● **AIM OF THE TASK**
Copy every line of the data that includes the string "below".
<<<<
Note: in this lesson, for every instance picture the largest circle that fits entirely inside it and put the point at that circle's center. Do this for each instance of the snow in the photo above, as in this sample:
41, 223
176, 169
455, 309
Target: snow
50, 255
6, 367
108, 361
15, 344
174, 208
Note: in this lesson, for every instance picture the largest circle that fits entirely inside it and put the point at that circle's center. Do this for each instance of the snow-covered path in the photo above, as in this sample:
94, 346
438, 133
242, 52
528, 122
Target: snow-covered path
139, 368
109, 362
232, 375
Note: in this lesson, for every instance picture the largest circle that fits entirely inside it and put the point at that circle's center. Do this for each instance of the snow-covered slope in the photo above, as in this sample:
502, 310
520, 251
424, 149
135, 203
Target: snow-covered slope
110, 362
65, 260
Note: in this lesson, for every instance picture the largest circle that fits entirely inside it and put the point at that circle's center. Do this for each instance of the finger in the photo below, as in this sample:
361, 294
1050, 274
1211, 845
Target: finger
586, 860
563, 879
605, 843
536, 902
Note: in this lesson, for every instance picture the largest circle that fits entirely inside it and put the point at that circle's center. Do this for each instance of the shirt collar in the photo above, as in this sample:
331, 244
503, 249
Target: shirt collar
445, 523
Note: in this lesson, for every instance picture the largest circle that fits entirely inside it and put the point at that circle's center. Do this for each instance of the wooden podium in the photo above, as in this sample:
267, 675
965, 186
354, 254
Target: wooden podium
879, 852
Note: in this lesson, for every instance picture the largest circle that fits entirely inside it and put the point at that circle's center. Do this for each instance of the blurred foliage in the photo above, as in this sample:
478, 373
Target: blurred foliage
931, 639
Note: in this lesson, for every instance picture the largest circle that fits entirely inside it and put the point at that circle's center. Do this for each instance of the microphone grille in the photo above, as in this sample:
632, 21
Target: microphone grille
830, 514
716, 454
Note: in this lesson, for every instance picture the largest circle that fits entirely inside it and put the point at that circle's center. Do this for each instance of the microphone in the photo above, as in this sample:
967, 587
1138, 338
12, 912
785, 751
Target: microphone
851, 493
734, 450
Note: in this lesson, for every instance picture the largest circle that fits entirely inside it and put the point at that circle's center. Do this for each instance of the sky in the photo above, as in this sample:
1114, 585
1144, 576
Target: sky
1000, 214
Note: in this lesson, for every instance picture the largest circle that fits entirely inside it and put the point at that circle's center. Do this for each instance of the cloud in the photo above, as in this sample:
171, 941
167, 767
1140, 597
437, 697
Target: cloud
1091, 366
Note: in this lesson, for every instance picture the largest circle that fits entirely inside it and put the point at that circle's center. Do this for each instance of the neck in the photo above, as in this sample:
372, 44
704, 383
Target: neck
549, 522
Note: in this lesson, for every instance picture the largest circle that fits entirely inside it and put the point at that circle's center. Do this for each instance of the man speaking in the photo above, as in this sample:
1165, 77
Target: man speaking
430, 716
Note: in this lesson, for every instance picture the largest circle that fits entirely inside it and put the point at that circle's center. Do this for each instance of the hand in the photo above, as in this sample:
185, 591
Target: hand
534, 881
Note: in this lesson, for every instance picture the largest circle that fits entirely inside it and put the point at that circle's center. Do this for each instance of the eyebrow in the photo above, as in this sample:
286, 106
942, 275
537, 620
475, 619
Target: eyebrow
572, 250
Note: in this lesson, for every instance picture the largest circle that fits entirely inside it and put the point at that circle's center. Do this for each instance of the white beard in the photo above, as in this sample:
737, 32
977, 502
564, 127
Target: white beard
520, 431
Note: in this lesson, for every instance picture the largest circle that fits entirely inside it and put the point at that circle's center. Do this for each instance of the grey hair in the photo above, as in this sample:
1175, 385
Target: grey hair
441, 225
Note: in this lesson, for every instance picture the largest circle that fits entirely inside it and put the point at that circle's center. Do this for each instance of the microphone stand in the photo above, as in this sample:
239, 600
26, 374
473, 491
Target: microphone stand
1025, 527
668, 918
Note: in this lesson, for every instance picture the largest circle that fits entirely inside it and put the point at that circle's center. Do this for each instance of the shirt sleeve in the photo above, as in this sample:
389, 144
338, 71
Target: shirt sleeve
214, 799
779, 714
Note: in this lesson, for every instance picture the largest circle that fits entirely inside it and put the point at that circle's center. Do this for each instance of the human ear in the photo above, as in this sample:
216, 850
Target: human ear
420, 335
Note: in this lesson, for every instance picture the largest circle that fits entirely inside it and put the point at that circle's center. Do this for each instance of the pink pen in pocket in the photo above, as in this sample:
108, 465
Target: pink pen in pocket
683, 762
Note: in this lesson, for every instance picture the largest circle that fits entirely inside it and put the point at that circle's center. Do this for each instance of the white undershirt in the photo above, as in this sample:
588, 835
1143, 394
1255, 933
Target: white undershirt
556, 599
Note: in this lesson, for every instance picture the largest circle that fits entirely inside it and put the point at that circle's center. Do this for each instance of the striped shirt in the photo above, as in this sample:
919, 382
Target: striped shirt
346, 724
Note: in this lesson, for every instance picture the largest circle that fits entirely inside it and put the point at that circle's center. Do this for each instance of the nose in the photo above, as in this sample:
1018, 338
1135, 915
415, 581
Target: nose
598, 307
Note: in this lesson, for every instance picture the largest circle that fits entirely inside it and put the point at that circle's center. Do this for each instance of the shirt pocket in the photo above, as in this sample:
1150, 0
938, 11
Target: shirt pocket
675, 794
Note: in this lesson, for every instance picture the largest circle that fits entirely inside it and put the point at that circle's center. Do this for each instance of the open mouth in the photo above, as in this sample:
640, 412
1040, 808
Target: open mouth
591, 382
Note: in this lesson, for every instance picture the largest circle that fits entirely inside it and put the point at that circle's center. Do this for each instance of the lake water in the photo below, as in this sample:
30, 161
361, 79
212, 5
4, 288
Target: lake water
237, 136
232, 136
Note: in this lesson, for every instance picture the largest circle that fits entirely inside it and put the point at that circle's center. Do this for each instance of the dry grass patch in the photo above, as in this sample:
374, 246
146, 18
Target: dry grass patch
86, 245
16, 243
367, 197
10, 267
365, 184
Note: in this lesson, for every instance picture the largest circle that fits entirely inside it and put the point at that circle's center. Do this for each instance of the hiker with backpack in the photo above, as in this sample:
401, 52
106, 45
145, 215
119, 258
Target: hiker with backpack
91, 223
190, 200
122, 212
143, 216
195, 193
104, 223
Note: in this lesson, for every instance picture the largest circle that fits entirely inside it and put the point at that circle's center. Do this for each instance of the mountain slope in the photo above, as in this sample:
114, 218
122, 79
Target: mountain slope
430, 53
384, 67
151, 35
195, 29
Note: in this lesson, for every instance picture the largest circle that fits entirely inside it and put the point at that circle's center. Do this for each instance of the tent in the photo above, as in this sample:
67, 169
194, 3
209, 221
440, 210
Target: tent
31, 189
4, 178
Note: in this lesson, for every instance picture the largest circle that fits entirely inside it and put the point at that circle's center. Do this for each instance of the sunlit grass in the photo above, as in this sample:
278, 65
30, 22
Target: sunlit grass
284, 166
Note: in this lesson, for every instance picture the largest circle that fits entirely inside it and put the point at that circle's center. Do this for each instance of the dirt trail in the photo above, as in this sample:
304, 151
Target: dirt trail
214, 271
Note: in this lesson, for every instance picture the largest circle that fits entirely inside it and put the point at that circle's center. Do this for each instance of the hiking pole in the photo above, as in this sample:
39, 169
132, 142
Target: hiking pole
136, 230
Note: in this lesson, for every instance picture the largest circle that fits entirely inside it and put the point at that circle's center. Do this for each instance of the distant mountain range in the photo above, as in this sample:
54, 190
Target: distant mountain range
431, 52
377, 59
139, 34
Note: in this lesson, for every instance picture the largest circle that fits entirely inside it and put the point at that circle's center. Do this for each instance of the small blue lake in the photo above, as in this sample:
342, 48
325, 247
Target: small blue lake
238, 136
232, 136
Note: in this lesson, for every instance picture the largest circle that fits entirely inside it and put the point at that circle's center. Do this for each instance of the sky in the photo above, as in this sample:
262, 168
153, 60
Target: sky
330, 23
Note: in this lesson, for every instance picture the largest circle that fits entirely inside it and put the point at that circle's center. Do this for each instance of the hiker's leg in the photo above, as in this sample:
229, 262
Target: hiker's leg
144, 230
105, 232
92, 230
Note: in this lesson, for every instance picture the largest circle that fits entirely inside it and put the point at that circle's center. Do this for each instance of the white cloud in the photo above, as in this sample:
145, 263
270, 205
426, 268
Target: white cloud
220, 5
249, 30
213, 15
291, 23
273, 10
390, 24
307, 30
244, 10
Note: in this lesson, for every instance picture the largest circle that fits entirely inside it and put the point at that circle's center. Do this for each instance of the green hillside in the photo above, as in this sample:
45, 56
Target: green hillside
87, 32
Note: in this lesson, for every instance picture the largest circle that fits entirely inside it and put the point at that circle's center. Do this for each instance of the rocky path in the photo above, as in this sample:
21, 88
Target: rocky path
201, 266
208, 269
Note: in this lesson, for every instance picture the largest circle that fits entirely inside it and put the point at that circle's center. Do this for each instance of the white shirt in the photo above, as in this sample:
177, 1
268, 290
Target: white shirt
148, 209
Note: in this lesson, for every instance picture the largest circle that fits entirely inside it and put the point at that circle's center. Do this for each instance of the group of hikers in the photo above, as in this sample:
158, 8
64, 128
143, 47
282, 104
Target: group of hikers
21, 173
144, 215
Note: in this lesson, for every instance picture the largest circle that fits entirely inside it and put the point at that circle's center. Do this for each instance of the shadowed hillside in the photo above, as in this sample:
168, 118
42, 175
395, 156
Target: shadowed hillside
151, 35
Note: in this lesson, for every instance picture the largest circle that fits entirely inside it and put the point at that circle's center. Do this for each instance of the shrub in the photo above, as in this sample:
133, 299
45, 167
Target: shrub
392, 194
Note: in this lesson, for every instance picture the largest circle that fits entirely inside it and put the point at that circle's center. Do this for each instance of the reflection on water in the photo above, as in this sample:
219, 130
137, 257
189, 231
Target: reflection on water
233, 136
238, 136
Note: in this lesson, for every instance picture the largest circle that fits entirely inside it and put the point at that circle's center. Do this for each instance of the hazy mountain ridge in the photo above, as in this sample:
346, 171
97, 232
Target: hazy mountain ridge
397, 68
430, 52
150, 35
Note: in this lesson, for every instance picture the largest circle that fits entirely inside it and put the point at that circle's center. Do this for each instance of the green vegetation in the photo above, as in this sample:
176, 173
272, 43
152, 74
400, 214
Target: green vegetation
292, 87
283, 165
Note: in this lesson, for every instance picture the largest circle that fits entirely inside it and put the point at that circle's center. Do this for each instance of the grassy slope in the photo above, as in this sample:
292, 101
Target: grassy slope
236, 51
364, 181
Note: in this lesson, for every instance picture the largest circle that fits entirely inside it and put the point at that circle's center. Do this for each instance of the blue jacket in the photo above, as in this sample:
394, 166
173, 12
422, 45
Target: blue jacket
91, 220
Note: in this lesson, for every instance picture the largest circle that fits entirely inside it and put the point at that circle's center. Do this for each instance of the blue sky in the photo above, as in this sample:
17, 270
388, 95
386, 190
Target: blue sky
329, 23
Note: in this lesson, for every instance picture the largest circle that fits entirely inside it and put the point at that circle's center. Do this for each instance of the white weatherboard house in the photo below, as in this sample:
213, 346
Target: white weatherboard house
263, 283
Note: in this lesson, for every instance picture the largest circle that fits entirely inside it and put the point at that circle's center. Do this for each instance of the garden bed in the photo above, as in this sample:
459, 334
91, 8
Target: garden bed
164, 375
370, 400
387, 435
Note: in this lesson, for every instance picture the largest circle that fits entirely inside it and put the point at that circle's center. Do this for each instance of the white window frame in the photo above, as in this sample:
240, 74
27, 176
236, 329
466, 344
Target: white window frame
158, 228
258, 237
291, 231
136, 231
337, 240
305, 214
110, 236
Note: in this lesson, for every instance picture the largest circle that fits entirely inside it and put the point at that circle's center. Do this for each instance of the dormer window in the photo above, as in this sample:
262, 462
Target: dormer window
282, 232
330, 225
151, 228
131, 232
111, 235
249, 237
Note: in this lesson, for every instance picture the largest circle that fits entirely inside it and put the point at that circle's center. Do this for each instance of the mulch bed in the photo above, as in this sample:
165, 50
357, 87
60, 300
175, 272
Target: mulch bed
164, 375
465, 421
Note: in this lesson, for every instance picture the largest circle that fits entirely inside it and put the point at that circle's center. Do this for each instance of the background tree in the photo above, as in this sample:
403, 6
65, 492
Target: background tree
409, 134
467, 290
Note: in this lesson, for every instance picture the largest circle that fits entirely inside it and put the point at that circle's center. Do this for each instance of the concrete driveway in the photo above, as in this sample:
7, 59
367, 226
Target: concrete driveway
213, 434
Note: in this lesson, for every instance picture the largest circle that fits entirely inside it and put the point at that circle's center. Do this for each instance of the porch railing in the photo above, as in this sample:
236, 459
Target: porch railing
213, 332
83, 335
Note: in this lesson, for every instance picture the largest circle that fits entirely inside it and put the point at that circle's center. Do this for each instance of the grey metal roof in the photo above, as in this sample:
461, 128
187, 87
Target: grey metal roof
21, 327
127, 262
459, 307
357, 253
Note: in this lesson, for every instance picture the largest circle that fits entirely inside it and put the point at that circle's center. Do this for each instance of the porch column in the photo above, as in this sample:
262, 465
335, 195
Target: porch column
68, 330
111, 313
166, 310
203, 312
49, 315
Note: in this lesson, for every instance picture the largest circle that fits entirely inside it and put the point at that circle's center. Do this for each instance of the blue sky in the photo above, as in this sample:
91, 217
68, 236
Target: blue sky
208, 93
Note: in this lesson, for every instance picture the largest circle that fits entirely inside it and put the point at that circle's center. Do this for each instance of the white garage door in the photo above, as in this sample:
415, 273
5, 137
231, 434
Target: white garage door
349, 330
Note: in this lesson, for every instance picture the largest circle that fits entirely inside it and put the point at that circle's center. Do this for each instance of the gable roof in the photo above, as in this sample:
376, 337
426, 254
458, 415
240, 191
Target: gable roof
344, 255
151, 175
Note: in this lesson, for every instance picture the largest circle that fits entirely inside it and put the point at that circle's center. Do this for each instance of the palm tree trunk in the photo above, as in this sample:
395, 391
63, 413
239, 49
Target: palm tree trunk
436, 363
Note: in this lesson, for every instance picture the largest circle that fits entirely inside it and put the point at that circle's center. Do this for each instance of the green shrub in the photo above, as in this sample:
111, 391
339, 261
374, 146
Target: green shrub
>>>>
● **ANSWER SECTION**
Note: in this lesson, for every instance picture the largest circle that fits entirely inside it and put the point at that circle's center. Do this for each instance of the finger in the photo below, as in this sample:
Note: in this lesson, for every instance picture the largest circle that fits entirely inside it and put the point at that circle's center. Do this for each instance of the lake water in the photo below, as in this sample:
Note: in this lesson, for every instance picture the largest circle that fits entirely inside it and put the point at that circle's center. Do this for each instance of the white weatherboard house in the photo below, as in this sample:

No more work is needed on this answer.